#### Problem to work on:
All of the data needs to be repeated exactly.

+++

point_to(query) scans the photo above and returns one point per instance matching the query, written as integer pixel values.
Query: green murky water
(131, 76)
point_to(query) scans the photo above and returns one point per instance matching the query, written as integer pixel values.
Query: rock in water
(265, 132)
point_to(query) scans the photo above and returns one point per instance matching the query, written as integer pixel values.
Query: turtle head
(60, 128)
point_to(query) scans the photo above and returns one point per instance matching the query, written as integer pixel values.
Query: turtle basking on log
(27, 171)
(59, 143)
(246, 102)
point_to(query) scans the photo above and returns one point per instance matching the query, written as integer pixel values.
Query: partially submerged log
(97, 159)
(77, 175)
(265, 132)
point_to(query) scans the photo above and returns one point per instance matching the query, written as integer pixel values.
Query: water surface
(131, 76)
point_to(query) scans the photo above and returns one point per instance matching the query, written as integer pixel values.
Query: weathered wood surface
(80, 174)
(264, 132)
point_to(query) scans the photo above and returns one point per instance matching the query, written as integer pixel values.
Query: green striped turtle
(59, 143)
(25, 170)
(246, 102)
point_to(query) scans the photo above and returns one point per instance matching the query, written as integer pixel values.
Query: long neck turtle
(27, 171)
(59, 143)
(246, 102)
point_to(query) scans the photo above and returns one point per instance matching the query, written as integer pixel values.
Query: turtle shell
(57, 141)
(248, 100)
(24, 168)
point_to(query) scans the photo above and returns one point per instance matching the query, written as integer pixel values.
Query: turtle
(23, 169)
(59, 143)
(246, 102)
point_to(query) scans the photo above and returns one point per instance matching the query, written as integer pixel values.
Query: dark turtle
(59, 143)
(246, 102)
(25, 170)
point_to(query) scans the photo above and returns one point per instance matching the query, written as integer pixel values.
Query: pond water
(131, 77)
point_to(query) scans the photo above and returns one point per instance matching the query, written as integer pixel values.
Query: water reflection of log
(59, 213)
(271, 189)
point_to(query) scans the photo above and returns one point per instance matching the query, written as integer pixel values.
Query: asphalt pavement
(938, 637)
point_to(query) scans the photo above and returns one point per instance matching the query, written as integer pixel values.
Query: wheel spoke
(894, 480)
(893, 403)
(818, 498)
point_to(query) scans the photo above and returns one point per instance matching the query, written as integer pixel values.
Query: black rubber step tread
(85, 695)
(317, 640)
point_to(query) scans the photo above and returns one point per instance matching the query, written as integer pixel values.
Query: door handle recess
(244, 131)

+++

#### Solution to the exercise:
point_to(query) scans the photo above and returns one point per instance matching the query, written as integer pixel values.
Query: green murky water
(131, 76)
point_to(query) scans the photo above and returns one point per instance matching the query, written as integer pixel values.
Query: rock in water
(265, 132)
point_to(query) scans the photo above and returns one point per instance matching the query, written as integer pixel values.
Query: turtle head
(60, 128)
point_to(query) scans the photo above and returns one point per instance matching the query, written as integer pixel values.
Query: turtle basking on log
(27, 171)
(59, 143)
(246, 102)
point_to(query) scans the photo above and returns one point per instance matching the query, written as integer pixel values.
Query: partially submerged log
(97, 159)
(77, 175)
(265, 132)
point_to(query) scans the photo above and returns one point per instance matching the query, written as integer pixel values.
Query: water surface
(131, 76)
point_to(query) scans the photo above and returns one point per instance matching the query, written as integer pixel values.
Query: weathered wood surface
(80, 174)
(264, 132)
point_to(query) scans the photo above and returns one point per instance matching the query, written as integer pixel values.
Query: green striped turtle
(59, 143)
(25, 170)
(246, 102)
point_to(query) scans the photo above and returns one point per instance matching the query, written as integer pixel values.
Query: long neck turtle
(27, 171)
(59, 143)
(246, 102)
point_to(query) scans the photo above and returns one point per instance matching the query, written as integer pixel values.
Query: turtle shell
(57, 141)
(248, 100)
(24, 168)
point_to(query) scans the photo above and returns one point per instance matching the query, written as integer pixel values.
Query: turtle
(23, 169)
(59, 143)
(246, 102)
point_to(query) scans the photo above and returns one point per instance matching the query, written as integer pixel values.
Query: dark turtle
(59, 143)
(246, 102)
(25, 170)
point_to(query) scans the photo above and returns one point per instance matching the query, written as integer pixel values.
Query: pond water
(131, 77)
point_to(query) scans the photo above and returns one point per instance matching the query, written as integer pixel values.
Query: water reflection of log
(59, 213)
(271, 189)
point_to(query) scans the photo above and returns one point per instance matching the query, written as integer pixel values.
Query: asphalt pavement
(938, 637)
point_to(query) scans the photo above and returns one point per instance matching the query, written as integer pixel values.
Query: wheel spoke
(894, 480)
(893, 403)
(818, 498)
point_to(query) scans the photo above and returns one point per instance matching the query, written as integer pixel values.
Query: black rubber step tread
(85, 695)
(317, 640)
point_to(query) scans the photo above and returns one point per instance matching the query, written as integer pixel values.
Query: door handle recess
(244, 131)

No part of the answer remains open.